■ **WORK TO COMPLETE**
Reproduce the records that follow in full, excluding any picture they contain.

[START SUPPLIED DATA]

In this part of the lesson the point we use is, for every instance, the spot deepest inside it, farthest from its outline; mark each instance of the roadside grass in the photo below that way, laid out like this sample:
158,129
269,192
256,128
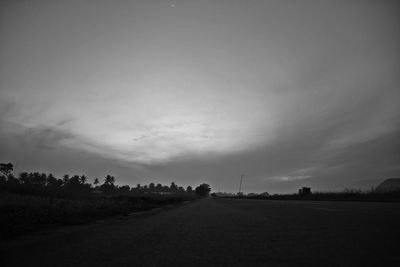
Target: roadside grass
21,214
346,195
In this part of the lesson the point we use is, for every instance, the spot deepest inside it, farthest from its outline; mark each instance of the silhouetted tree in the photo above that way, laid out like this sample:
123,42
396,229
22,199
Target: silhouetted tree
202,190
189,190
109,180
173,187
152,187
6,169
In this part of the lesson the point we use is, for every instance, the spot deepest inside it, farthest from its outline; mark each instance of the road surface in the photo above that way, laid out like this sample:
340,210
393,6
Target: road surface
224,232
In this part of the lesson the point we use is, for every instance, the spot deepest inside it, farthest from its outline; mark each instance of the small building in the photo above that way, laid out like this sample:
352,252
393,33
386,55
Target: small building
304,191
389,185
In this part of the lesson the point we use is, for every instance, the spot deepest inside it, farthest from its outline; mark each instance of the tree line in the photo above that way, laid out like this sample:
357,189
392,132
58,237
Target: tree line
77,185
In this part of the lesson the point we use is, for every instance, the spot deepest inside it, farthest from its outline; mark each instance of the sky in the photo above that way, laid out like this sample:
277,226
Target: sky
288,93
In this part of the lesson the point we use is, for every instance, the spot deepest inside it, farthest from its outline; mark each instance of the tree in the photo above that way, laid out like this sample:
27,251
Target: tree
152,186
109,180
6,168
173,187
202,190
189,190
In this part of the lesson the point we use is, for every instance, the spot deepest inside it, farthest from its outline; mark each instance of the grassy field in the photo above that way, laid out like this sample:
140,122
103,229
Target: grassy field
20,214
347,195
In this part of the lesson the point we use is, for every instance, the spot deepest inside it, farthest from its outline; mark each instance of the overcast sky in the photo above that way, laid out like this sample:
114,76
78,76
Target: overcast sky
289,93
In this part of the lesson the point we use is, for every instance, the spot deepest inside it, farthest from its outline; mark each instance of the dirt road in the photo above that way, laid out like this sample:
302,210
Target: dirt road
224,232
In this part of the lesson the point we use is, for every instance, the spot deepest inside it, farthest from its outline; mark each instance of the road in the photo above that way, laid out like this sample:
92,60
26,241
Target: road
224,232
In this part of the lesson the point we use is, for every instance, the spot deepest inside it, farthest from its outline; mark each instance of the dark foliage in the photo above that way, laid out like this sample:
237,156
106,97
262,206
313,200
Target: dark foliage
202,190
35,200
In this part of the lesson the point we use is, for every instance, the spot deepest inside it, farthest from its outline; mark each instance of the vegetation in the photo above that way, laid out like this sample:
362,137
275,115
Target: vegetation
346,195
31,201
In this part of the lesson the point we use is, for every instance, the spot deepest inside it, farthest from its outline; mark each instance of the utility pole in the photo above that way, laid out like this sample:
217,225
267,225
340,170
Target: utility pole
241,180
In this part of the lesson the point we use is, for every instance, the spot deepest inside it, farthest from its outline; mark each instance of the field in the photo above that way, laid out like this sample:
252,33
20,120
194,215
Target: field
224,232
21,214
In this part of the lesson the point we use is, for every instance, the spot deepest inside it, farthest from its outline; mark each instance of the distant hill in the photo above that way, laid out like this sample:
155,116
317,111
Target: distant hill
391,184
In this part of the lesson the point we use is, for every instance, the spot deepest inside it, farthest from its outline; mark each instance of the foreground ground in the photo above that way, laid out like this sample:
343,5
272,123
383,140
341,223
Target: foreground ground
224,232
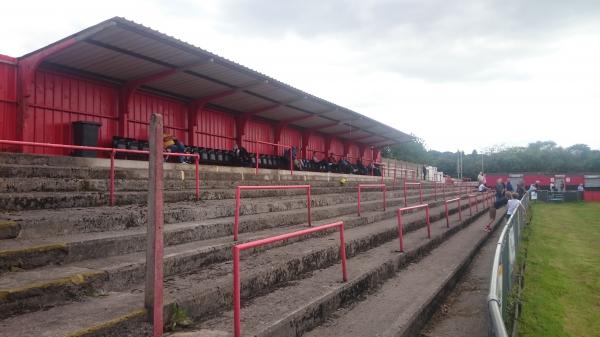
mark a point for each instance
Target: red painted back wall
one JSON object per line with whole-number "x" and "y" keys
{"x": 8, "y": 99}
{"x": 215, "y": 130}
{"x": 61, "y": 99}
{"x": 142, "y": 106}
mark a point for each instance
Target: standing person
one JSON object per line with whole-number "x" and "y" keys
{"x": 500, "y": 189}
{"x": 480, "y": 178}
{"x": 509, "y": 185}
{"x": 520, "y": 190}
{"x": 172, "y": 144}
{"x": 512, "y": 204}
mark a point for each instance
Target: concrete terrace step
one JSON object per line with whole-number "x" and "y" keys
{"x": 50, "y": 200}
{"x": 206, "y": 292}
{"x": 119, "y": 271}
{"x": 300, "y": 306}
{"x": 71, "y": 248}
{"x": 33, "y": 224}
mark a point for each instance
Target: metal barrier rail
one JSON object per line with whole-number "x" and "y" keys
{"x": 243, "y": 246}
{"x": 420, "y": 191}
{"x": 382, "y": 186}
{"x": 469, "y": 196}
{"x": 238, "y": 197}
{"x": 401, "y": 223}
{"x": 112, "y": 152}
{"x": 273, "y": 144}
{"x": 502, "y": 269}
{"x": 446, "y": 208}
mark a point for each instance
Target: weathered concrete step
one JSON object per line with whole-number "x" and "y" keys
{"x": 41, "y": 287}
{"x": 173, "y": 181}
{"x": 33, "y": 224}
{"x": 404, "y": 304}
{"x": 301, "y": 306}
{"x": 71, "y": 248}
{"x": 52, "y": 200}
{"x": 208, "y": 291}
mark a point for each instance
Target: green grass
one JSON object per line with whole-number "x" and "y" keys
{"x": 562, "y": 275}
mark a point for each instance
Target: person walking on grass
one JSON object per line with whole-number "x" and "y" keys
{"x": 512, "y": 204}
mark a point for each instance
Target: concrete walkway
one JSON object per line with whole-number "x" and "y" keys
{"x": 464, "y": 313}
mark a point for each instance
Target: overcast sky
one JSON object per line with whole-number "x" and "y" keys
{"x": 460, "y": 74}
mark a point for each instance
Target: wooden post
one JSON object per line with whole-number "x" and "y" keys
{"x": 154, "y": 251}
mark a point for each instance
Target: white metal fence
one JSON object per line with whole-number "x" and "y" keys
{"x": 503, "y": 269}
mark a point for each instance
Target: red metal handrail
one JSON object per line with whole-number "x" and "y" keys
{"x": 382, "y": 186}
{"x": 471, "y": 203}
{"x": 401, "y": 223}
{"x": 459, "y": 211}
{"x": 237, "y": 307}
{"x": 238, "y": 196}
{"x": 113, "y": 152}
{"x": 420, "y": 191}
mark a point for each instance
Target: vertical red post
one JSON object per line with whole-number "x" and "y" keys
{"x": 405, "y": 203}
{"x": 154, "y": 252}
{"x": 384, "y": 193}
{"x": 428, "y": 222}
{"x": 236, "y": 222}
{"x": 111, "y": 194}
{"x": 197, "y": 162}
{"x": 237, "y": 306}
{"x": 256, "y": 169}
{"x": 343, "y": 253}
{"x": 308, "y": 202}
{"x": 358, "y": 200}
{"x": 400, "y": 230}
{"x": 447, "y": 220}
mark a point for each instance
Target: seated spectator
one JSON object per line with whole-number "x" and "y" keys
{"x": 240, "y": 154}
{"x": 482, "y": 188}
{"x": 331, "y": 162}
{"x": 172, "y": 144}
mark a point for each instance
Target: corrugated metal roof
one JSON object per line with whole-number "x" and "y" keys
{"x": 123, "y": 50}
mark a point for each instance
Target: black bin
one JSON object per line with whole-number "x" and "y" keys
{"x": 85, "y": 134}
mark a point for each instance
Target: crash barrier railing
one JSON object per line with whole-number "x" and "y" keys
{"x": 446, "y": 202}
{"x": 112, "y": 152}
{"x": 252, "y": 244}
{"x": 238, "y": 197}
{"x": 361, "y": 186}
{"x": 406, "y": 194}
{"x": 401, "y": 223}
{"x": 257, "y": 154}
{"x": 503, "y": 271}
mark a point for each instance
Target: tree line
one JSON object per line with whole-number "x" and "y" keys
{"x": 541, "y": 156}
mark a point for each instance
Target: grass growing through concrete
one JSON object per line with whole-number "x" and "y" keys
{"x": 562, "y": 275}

[END SUPPLIED DATA]

■ **RESULT OF THIS TASK**
In this part of the lesson the point we use is, for every instance, the spot deepest inside it, farthest from its outline; mark each instance of the roadside grass in the photo below that way, laid out like this sample:
158,129
269,192
256,128
Target: roadside grass
21,214
346,195
In this part of the lesson the point we use is, for every instance, the spot deepest inside it, farthest from its outline; mark each instance of the silhouetted tree in the photo above that way, laid out like this sample:
123,42
396,229
22,199
Target: silhouetted tree
202,190
189,190
109,180
173,187
152,187
6,169
In this part of the lesson the point we use is, for every instance, the spot deepest inside it, farthest from its outline; mark each instance of the road surface in the photo above that way, laid out like this sample:
340,210
393,6
Target: road surface
224,232
In this part of the lesson the point we use is, for every instance, the spot deepest inside it, farthest from its outline; mark each instance of the small building in the photo above that way, laid out like this sample:
352,252
393,33
386,55
Target: small building
304,191
389,185
In this part of the lesson the point we use is, for every instance, the spot deepest inside it, farthest from its outline; mark each instance of the tree line in the photo above that way, laid out like this sample:
357,189
392,132
58,237
Target: tree line
77,185
In this part of the lesson the point we use is, for every instance, the spot deepest inside it, farthest from its outline; mark each instance of the sky in the photo above that way, laid out like this sample:
277,226
Target: sky
288,93
In this part of the lesson the point we use is, for every instance, the spot deepest inside it, farthest from its outline; mark each instance of the tree in the photo above that way, laid out like this sample:
27,251
Target: tree
152,186
109,180
6,168
173,187
202,190
189,190
In this part of the lesson the point we use is, for every instance, the spot deepest inside it, farthest from its outline; mark each instance of the grassy field in the photo above that way, laid out like this sample:
140,122
103,229
Target: grassy field
20,214
347,195
In this part of the lesson the point we use is, for every instance, the spot deepest inside it, farthest from its outline; mark each instance of the overcast sky in the photo above that way, laid out like this sample:
114,76
78,76
Target: overcast sky
289,93
In this part of the lesson the point we use is, for every instance, the spot deepest inside it, farthest from its outline; mark each instance of the dirt road in the photo above that way, laid out like this sample:
302,210
Target: dirt road
224,232
In this part of the lesson the point we use is, for every instance, the spot deepest inside it, farthest from its outline; mark each instance of the road in the photo above that way, laid out like this sample:
92,60
26,241
Target: road
224,232
In this part of the lesson the point we use is, for every instance, the spot deepest inside it, farthest from its outline; mark each instance of the dark foliage in the photo above that way, laid out like this sample:
237,156
106,97
262,206
313,200
Target: dark foliage
202,190
35,200
In this part of the lesson the point we use is, for every instance, the spot deepest inside it, farthest from its outline; mark each instance of the vegetation in the photo above that way, laid out like this sample:
362,137
275,115
Target: vegetation
346,195
31,201
In this part of the lesson the point we use is, for every instance, the spot deepest inside it, farthest from its outline; mark each instance of the utility pole in the photo above that way, laid out like this sample:
217,225
267,225
340,170
Target: utility pole
241,180
In this part of the lesson the point we use is, for every instance, the spot deepest inside it, farthest from its outline; mark each instance of the field in the photo above that way, laid out like this sample:
252,33
20,120
194,215
Target: field
224,232
21,214
In this part of the lesson the point we use is, for every instance, the spot deepest inside it, farthest from its outline; mark each instance of the distant hill in the photo above that way, laid out like this sample:
155,116
317,111
Target: distant hill
391,184
In this part of the lesson the point we use is, for every instance, the spot deepest inside it, farthest from its outline; mark each instance of the foreground ground in the photo above that way, laid out like this sample:
343,5
272,123
383,140
341,223
Target: foreground ground
224,232
mark a point for each instance
Target: red painted back wall
one JSON object per line with whole-number "x" and "y" keys
{"x": 8, "y": 99}
{"x": 215, "y": 130}
{"x": 61, "y": 99}
{"x": 142, "y": 106}
mark a point for each instance
Target: standing person
one JSON object per line with whole-number "x" and "y" keys
{"x": 500, "y": 189}
{"x": 480, "y": 178}
{"x": 509, "y": 185}
{"x": 520, "y": 190}
{"x": 172, "y": 144}
{"x": 512, "y": 204}
mark a point for each instance
Target: concrete terrace step
one JSON object per line with whole-number "x" and "y" keys
{"x": 50, "y": 200}
{"x": 206, "y": 292}
{"x": 119, "y": 271}
{"x": 300, "y": 306}
{"x": 71, "y": 248}
{"x": 33, "y": 224}
mark a point for each instance
Target: metal barrier rail
one JSON object per line with whole-number "x" and "y" keys
{"x": 243, "y": 246}
{"x": 420, "y": 191}
{"x": 382, "y": 186}
{"x": 469, "y": 196}
{"x": 238, "y": 197}
{"x": 401, "y": 223}
{"x": 112, "y": 152}
{"x": 273, "y": 144}
{"x": 502, "y": 269}
{"x": 446, "y": 208}
mark a point for each instance
Target: weathered concrete step
one JSON object per line with whole-number "x" and "y" keys
{"x": 41, "y": 287}
{"x": 173, "y": 181}
{"x": 33, "y": 224}
{"x": 404, "y": 304}
{"x": 301, "y": 306}
{"x": 71, "y": 248}
{"x": 52, "y": 200}
{"x": 208, "y": 291}
mark a point for each instance
Target: green grass
one JSON object per line with whole-number "x" and "y" keys
{"x": 562, "y": 275}
mark a point for each instance
Target: person walking on grass
one JSON object per line with whole-number "x" and "y" keys
{"x": 512, "y": 204}
mark a point for each instance
Target: concrete walkway
one JSON object per line with whole-number "x" and "y" keys
{"x": 464, "y": 313}
mark a point for each instance
Target: overcast sky
one JSON object per line with whole-number "x" and "y" keys
{"x": 460, "y": 74}
mark a point for each instance
Target: wooden post
one JSON object per line with whole-number "x" and "y" keys
{"x": 154, "y": 251}
mark a point for each instance
Target: white metal fence
one JSON object per line with whole-number "x" and "y" keys
{"x": 503, "y": 269}
mark a point for each instance
Target: red metal handrail
one JSON object per line with whole-number "x" and "y" keys
{"x": 382, "y": 186}
{"x": 471, "y": 203}
{"x": 401, "y": 223}
{"x": 459, "y": 211}
{"x": 237, "y": 307}
{"x": 238, "y": 196}
{"x": 113, "y": 152}
{"x": 420, "y": 191}
mark a point for each instance
Target: vertical red post
one JSON object per line with whole-number "x" and "y" keys
{"x": 405, "y": 203}
{"x": 154, "y": 252}
{"x": 384, "y": 193}
{"x": 428, "y": 222}
{"x": 236, "y": 222}
{"x": 111, "y": 194}
{"x": 197, "y": 162}
{"x": 237, "y": 306}
{"x": 256, "y": 169}
{"x": 343, "y": 253}
{"x": 308, "y": 202}
{"x": 358, "y": 200}
{"x": 400, "y": 230}
{"x": 447, "y": 220}
mark a point for each instance
Target: seated spectator
one JSON object per line with whole-number "x" and "y" keys
{"x": 240, "y": 154}
{"x": 482, "y": 188}
{"x": 331, "y": 162}
{"x": 172, "y": 144}
mark a point for each instance
Target: corrugated metal roof
one JSON object per line with whole-number "x" and "y" keys
{"x": 123, "y": 50}
mark a point for each instance
Target: black bin
one JSON object per line with whole-number "x" and "y" keys
{"x": 85, "y": 134}
mark a point for each instance
Target: crash barrier railing
one JSON object per line with whole-number "x" and "y" keys
{"x": 446, "y": 202}
{"x": 112, "y": 152}
{"x": 252, "y": 244}
{"x": 238, "y": 197}
{"x": 361, "y": 186}
{"x": 406, "y": 194}
{"x": 401, "y": 223}
{"x": 257, "y": 154}
{"x": 503, "y": 271}
mark a point for each instance
Target: tree line
one JSON object per line with whole-number "x" and "y" keys
{"x": 541, "y": 156}
mark a point for each instance
Target: grass growing through concrete
one JSON object per line with whole-number "x" and "y" keys
{"x": 562, "y": 275}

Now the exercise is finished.